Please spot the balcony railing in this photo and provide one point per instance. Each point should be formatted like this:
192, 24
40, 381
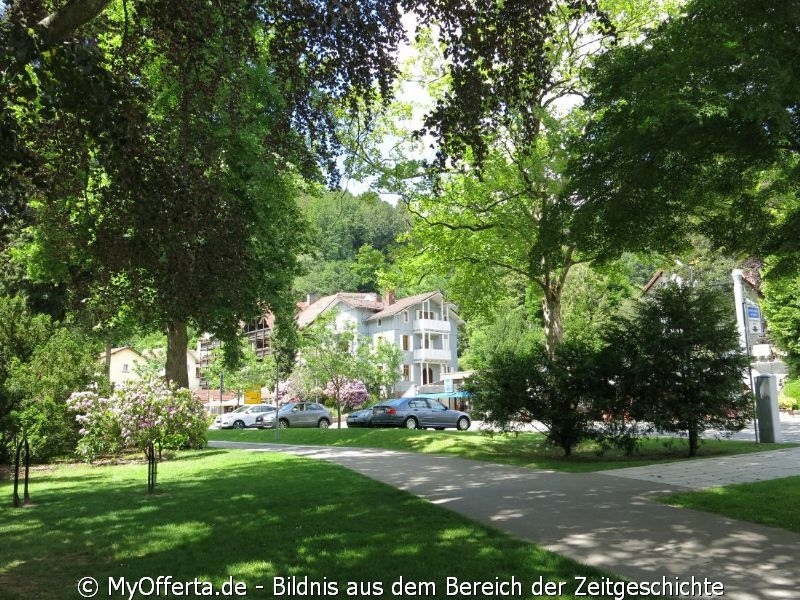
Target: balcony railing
432, 355
433, 325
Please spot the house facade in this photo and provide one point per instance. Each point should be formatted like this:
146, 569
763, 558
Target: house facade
124, 362
424, 327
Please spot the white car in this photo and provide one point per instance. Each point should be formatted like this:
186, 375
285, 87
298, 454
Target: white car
249, 415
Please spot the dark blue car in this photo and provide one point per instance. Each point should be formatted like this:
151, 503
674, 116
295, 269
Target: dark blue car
418, 413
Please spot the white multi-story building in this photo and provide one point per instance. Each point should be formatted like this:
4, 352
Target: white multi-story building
424, 327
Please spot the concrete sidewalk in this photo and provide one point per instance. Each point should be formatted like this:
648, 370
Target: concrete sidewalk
607, 519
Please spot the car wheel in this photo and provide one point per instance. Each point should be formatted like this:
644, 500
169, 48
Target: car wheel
411, 423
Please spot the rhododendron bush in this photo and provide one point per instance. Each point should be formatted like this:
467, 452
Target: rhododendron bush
137, 413
352, 393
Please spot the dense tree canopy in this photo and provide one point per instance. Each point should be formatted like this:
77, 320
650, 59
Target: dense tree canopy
170, 136
696, 127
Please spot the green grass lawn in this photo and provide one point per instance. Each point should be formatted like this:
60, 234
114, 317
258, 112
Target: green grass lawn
222, 515
775, 503
524, 449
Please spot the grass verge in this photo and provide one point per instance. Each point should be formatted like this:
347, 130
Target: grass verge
524, 449
774, 503
224, 516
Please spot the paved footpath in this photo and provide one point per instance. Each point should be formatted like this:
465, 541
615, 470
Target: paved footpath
607, 519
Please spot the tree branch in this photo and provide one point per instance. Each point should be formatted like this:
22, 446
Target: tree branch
61, 23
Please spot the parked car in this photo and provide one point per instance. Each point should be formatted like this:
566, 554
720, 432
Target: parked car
249, 415
414, 413
300, 414
360, 418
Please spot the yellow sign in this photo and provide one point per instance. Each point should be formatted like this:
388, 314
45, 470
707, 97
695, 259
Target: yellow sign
252, 396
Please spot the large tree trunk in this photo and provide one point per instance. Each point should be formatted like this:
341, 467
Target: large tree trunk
176, 369
108, 357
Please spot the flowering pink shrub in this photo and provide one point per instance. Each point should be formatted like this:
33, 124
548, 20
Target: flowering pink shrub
137, 413
352, 393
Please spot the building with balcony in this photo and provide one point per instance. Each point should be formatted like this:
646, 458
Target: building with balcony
424, 327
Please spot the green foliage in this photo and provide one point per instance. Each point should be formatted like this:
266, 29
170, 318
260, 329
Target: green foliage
694, 128
676, 363
379, 367
138, 413
67, 361
781, 307
790, 397
21, 333
251, 373
351, 237
531, 385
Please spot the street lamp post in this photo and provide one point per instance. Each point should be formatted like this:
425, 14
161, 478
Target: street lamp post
741, 302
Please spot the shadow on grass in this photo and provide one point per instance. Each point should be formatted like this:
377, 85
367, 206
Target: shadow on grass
523, 449
250, 517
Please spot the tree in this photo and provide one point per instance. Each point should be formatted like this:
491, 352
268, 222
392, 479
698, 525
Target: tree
170, 136
66, 362
695, 128
781, 305
138, 413
526, 385
379, 367
677, 363
251, 374
349, 394
20, 334
351, 237
493, 209
328, 357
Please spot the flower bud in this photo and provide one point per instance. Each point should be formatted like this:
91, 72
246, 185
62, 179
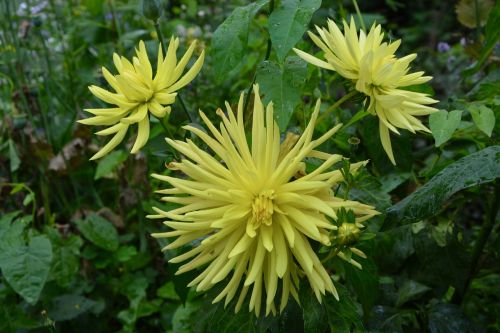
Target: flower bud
153, 9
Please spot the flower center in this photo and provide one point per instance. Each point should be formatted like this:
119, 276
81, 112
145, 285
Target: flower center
262, 211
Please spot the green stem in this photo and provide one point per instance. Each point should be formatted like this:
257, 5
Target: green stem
360, 17
164, 49
478, 19
170, 135
266, 57
336, 105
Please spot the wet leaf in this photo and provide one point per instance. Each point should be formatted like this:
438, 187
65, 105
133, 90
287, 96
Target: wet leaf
474, 169
289, 22
99, 231
443, 124
282, 86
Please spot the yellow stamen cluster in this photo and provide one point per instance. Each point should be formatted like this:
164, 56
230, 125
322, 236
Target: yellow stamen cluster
377, 73
137, 93
249, 219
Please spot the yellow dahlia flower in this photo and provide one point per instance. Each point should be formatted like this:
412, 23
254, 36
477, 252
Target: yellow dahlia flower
377, 73
138, 92
250, 220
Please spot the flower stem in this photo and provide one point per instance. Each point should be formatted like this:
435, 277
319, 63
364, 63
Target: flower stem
164, 49
170, 135
337, 104
360, 17
266, 57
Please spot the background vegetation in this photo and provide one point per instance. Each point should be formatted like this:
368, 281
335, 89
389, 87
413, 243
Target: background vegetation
75, 250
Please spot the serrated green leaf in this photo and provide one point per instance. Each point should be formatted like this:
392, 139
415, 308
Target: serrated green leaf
26, 266
109, 163
282, 86
289, 22
474, 169
229, 41
483, 117
99, 231
443, 124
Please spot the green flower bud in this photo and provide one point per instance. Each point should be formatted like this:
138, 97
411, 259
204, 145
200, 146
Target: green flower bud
153, 9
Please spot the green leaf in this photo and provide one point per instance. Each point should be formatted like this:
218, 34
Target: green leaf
449, 318
67, 307
282, 86
109, 163
443, 124
474, 169
99, 231
483, 117
289, 22
410, 290
66, 261
229, 41
364, 281
491, 38
340, 316
26, 266
15, 162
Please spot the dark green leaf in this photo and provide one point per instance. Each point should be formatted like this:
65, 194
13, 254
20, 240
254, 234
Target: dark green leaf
483, 117
109, 163
474, 169
99, 231
289, 22
229, 41
282, 86
443, 124
492, 36
67, 307
410, 290
26, 267
363, 281
449, 318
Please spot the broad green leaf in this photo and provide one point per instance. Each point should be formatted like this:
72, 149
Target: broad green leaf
289, 22
483, 117
449, 318
15, 162
474, 169
66, 261
26, 266
67, 307
109, 163
229, 41
282, 86
410, 290
99, 231
443, 124
363, 281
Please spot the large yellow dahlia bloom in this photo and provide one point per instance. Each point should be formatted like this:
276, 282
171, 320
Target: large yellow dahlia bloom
377, 73
249, 217
138, 92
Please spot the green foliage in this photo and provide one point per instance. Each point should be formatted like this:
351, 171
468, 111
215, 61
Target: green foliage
282, 86
289, 22
75, 248
443, 124
477, 168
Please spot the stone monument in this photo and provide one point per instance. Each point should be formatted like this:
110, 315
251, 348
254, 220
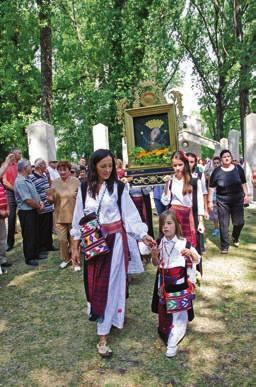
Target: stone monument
41, 141
250, 150
233, 143
100, 137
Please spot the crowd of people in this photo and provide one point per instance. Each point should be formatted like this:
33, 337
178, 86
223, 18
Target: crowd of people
55, 198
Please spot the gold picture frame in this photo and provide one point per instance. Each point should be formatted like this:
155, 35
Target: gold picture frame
151, 135
151, 128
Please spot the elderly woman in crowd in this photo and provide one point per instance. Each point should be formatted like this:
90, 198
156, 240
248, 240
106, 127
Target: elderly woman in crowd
231, 194
63, 194
45, 222
29, 204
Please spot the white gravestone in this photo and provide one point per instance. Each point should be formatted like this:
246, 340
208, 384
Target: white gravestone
217, 150
41, 141
233, 143
100, 137
250, 150
223, 143
124, 152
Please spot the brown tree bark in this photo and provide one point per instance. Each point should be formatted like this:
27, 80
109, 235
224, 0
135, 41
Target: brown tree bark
244, 68
46, 58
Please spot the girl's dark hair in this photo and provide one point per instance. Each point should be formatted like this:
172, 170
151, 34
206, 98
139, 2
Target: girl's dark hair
64, 164
191, 154
162, 219
180, 155
225, 151
93, 179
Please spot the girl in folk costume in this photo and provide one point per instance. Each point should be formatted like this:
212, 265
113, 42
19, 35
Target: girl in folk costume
175, 282
198, 176
105, 276
185, 197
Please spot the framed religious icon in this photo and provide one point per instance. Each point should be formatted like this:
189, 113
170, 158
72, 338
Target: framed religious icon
151, 134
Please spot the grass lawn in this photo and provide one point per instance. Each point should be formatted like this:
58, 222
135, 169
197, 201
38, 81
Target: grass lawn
47, 340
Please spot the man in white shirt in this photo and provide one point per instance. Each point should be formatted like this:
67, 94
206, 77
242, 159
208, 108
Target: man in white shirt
52, 169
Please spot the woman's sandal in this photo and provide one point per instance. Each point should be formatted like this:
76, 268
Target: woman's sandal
104, 350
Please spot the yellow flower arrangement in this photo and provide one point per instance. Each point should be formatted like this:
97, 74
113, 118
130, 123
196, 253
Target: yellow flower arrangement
140, 156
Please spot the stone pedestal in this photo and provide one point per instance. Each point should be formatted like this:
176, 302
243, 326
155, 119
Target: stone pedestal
233, 143
41, 141
100, 137
250, 150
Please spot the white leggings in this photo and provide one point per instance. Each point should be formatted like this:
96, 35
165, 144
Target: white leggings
179, 321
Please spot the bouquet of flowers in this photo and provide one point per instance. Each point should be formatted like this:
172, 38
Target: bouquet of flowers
140, 156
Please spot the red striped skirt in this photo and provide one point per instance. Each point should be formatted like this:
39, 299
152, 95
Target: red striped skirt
185, 218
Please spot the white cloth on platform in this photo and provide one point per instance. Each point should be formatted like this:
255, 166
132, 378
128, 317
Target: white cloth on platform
109, 213
135, 265
178, 331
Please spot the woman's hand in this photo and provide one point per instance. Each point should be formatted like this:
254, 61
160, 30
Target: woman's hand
75, 252
75, 257
201, 227
210, 206
166, 178
155, 256
246, 199
148, 240
189, 253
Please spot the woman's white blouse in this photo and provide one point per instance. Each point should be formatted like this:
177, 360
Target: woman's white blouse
170, 255
183, 200
109, 211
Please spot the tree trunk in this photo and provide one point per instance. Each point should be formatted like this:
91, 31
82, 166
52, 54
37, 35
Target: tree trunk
244, 67
46, 58
220, 109
243, 101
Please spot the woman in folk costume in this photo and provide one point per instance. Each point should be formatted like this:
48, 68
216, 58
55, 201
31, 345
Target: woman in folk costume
105, 276
197, 175
175, 282
185, 197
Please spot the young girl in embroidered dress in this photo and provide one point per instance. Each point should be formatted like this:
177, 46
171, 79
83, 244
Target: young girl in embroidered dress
185, 197
175, 282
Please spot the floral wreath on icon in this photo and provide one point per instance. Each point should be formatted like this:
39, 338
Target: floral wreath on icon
140, 156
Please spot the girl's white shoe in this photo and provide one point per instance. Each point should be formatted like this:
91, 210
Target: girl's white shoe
171, 351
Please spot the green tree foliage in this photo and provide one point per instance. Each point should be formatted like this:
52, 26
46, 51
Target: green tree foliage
19, 77
101, 50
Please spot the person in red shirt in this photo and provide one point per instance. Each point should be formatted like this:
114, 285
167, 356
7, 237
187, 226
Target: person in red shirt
8, 180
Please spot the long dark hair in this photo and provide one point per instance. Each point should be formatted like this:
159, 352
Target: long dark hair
162, 218
93, 179
180, 155
191, 154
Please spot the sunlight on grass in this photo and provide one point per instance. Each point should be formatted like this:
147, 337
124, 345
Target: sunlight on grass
47, 340
20, 280
207, 325
3, 326
45, 377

────

**WHAT IS EXPECTED**
Only the lines from the one containing "Please spot the young" to the end of the records should be repeated, exactly as they appear.

**RIGHT ANSWER**
Please spot the young girl in embroidered dress in this photo and provide one point per instance. Each point should be formatted like this:
177, 46
171, 79
83, 244
Target: young girl in embroidered dress
185, 197
175, 282
Please spot the floral wreath on icon in this photo and provide one point per instance. Each point should be formatted like this:
39, 338
Target: floral wreath on icon
140, 156
Please spot the girl's white shoe in this photo and provide one point per instance. Each point should be formatted like this:
91, 210
Target: girl's white shoe
171, 351
Please spot the green tree foliage in this photo and provide one point per instance. Each point should be formatted like this:
52, 26
46, 51
Target: green tree foliage
19, 77
101, 50
Please spot the person in red shirt in this photo and provide one point per instance. Each point should be formatted like this:
114, 285
167, 356
7, 237
187, 226
Target: person in red shirt
8, 180
Please spot the long dark hair in this photo and provide one point per instance. Each point should be formatted like this:
159, 352
Target: long dark hair
162, 218
93, 179
180, 155
191, 154
Please spot the sunlight on grass in this photo and provide one point per instance. Each point should be formatted like this:
147, 337
124, 345
Target: sunlight on grass
47, 340
20, 280
207, 325
3, 326
45, 377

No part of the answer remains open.